**What is being asked:** List the strategies that the customer service text below gives for showing verbal signs of listening.

Verbal Listening Indicators

If you're talking to customers in a call center or live chat, you want to offer verbal indicators that you're listening. The clients can't see your nod or smile, so you need to find other ways to reinforce your attentiveness. Try the following strategies:

  • Affirm that you're listening to them with brief indicators throughout the conversation, such as "yes," "I see," and "go on."
  • Repeat key information to show that you're gathering critical facts. "I understand that this error reduced your product output by 20%."
  • Paraphrase the problem. "Altogether, these problems have cost three hours of production time this week."
  • Restate the overall issue. "You need to resolve this issue and recoup the lost time."

Probing Questions

Excellent customer service is about communicating quickly and effectively. As a customer service agent, your job is to help the customer get to the important issues as fast as possible. The use of probing questions is a great customer service skill because it quickly tests hypotheses and drills down to the real problem. Probing questions touch on possible causes and look for the pain point. "Did you drop the phone recently?" "Have you installed the latest update?"

**Source data:**
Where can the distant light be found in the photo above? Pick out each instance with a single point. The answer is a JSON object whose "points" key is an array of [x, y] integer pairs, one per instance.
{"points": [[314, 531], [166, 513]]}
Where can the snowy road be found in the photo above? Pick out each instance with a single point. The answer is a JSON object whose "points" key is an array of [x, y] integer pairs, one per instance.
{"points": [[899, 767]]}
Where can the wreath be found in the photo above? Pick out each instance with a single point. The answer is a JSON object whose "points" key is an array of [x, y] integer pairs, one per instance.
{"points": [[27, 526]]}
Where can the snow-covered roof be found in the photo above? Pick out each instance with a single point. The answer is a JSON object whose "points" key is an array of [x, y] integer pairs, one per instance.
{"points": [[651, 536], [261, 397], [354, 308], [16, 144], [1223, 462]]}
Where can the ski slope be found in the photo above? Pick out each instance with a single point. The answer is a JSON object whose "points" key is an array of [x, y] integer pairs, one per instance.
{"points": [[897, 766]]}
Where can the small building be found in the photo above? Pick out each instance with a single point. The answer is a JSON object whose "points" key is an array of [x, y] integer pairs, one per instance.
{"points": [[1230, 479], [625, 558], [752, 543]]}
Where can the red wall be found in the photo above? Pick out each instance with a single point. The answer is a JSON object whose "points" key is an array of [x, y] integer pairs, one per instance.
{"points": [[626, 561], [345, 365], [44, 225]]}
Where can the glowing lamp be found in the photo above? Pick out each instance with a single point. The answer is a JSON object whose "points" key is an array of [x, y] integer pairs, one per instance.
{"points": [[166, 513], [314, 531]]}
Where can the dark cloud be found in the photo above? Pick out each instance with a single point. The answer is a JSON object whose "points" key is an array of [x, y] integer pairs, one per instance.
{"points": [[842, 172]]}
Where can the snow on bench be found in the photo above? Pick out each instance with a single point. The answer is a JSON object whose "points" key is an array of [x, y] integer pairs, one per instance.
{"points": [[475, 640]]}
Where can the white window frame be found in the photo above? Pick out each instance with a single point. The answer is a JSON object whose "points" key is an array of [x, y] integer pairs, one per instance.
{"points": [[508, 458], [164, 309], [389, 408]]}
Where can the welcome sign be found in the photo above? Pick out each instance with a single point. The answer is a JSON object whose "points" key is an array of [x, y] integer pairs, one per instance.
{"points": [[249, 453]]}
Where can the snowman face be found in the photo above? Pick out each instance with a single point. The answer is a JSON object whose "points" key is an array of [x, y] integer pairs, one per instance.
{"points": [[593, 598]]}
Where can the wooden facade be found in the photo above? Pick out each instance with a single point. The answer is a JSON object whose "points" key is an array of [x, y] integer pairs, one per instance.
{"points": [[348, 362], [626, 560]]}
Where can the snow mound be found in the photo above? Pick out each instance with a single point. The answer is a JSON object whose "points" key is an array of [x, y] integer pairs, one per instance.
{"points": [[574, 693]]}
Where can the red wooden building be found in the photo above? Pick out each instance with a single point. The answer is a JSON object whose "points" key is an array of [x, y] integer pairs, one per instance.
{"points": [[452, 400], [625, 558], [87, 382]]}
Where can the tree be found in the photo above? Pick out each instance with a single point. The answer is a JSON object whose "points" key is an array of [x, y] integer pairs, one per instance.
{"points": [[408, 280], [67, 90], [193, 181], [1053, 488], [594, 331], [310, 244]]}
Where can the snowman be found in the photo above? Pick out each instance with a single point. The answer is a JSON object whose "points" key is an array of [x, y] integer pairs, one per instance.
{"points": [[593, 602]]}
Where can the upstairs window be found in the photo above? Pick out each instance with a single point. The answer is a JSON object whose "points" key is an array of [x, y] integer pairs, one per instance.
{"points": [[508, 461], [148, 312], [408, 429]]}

**Response:**
- Affirm that you're listening with brief indicators throughout the conversation, such as "yes," "I see," and "go on."
- Repeat key information to show that you're gathering critical facts.
- Paraphrase the problem.
- Restate the overall issue.